**Description of the task**
Reproduce all of the data exactly.

##### Material supplied

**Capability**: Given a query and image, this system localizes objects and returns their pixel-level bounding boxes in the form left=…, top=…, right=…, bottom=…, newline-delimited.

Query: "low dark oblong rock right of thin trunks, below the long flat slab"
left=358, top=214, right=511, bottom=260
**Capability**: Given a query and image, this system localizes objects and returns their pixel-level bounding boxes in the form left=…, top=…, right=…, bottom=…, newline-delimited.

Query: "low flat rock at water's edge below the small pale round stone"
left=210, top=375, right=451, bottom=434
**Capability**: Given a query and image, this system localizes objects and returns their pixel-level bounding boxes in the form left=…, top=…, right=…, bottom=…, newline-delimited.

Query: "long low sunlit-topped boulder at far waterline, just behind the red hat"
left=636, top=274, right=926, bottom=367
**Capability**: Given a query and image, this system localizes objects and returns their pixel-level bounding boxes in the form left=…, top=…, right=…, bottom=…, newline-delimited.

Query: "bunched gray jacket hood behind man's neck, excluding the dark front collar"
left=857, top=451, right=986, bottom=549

##########

**Written answer**
**Capability**: Given a query and image, this system localizes objects and returns their pixel-level bounding boxes in the form left=…, top=…, right=…, bottom=…, newline-delimited.

Query: "low dark oblong rock right of thin trunks, below the long flat slab"
left=358, top=214, right=511, bottom=260
**Capability**: Given a query and image, this system localizes objects and returns their pixel-level bounding boxes in the form left=…, top=…, right=…, bottom=…, newline-delimited.

Query: "low flat rock at water's edge below the small pale round stone"
left=210, top=375, right=451, bottom=434
**Capability**: Given a query and image, this system localizes objects and returns their pixel-level bounding boxes in the form left=…, top=…, right=…, bottom=…, newline-delimited.

Query: "long low sunlit-topped boulder at far waterline, just behind the red hat"
left=636, top=274, right=926, bottom=367
**Capability**: Given a query and image, this system localizes objects and returns their pixel-level bounding boxes in the form left=…, top=…, right=…, bottom=…, newline-delimited.

Query: "bunched gray jacket hood behind man's neck, excluding the dark front collar"
left=857, top=451, right=986, bottom=549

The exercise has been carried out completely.